→ Exercise brief
Starting with the line that contains "Could you indicate the river water" and stopping after the line that contains "Could you indicate the illuminated", copy the entries below exactly. Include nothing else.
★ ★ ★
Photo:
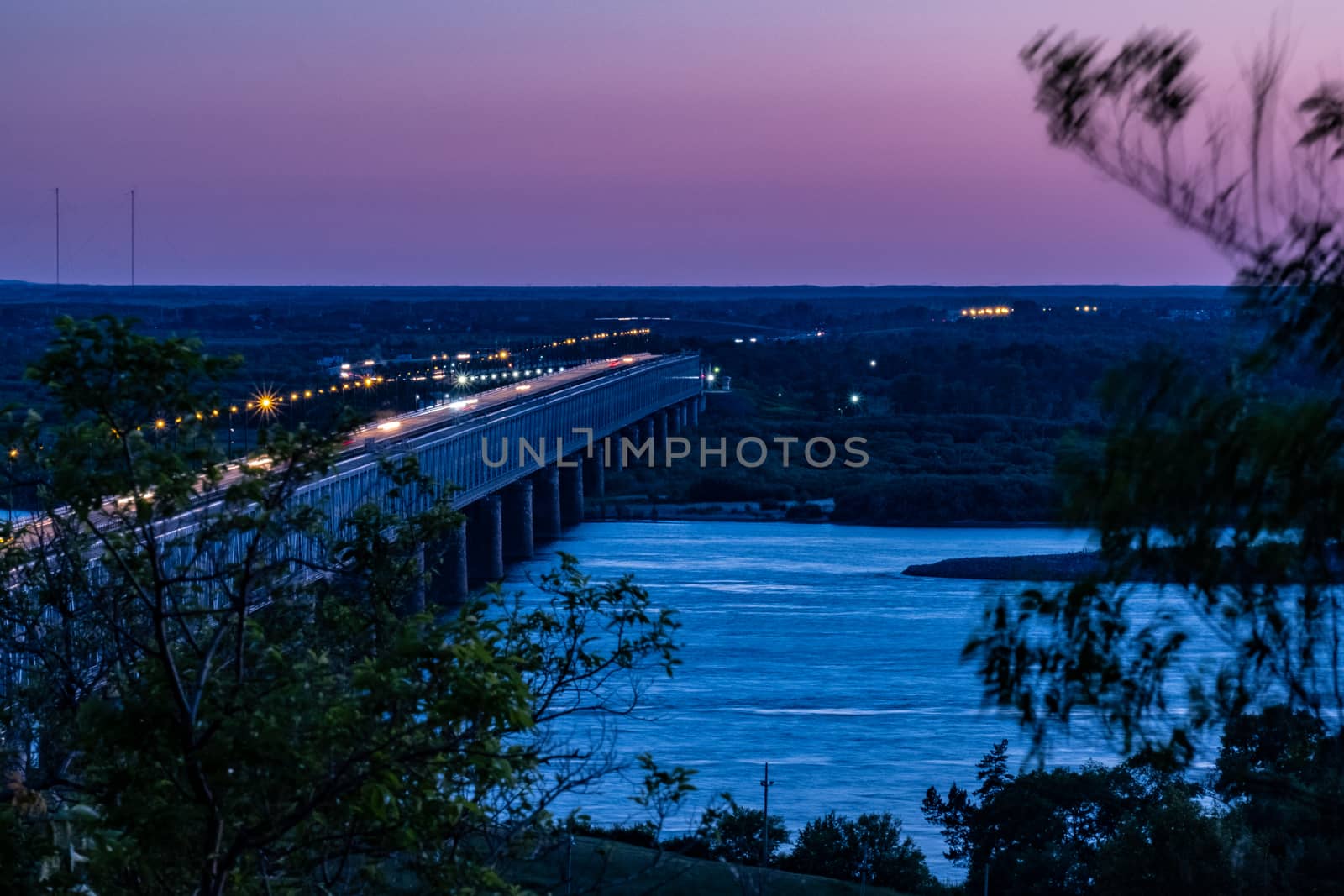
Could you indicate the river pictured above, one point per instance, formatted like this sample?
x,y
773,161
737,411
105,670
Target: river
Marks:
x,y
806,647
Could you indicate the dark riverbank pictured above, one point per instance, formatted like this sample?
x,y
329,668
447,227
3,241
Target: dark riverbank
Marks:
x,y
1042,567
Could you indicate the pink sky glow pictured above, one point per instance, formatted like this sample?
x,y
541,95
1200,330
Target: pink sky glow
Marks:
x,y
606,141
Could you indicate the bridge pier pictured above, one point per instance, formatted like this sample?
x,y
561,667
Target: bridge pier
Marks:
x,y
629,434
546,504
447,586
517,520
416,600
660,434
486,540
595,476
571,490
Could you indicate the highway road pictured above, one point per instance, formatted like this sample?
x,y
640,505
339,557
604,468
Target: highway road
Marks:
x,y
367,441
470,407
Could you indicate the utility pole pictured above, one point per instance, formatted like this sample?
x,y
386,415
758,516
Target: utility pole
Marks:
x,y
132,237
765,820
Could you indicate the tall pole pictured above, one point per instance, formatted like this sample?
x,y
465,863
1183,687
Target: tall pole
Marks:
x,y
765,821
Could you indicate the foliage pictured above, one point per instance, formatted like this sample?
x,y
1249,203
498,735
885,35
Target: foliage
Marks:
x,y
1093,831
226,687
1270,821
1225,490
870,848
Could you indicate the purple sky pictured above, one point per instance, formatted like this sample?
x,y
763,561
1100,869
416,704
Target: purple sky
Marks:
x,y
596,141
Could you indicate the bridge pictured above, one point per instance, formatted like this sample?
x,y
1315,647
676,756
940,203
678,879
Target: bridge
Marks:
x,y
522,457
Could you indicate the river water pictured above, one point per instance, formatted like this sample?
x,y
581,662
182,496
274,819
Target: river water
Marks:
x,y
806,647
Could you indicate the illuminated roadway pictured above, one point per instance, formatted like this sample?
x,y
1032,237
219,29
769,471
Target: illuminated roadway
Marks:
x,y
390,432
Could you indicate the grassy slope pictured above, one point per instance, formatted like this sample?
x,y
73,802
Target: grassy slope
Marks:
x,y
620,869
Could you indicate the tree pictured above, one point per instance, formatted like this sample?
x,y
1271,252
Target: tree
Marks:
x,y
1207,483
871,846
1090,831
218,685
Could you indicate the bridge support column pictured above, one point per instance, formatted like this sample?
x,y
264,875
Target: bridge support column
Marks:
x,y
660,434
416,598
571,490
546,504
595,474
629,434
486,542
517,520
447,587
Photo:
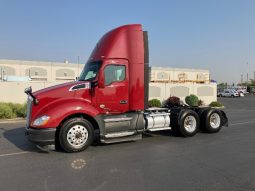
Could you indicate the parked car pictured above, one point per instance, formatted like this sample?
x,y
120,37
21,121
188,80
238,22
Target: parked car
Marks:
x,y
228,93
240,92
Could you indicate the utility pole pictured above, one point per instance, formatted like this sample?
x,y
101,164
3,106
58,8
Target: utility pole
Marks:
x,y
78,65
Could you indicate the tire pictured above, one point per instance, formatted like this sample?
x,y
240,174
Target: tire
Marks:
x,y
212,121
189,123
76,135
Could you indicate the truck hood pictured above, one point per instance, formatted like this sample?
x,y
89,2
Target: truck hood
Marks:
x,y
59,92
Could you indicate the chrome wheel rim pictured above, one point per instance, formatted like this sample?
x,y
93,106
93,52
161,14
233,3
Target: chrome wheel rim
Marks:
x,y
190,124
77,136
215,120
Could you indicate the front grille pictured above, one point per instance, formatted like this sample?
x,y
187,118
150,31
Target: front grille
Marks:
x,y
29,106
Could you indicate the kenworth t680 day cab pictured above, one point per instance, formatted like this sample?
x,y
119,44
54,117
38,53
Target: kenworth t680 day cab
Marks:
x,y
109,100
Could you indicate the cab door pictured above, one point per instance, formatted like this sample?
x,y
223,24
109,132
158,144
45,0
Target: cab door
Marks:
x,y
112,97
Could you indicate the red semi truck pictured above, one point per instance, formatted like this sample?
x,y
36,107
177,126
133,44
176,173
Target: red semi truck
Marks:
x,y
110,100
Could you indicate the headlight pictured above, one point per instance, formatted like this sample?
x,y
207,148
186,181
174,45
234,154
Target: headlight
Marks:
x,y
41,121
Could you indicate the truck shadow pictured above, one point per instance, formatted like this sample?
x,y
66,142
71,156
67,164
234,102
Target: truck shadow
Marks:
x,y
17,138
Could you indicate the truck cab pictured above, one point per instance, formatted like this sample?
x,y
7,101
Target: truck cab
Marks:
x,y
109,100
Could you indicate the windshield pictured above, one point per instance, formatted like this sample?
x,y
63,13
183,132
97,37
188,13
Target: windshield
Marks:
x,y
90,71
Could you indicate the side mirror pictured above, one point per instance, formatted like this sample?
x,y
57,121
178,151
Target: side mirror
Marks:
★ ★ ★
→ Output
Could you indicate the river water pictured above, one point per instance, formatted like this sample?
x,y
581,662
182,496
274,819
Target: river water
Marks:
x,y
806,647
Could you indicate the illuminated roadway pictured above, one point per instance, formatted like this sample?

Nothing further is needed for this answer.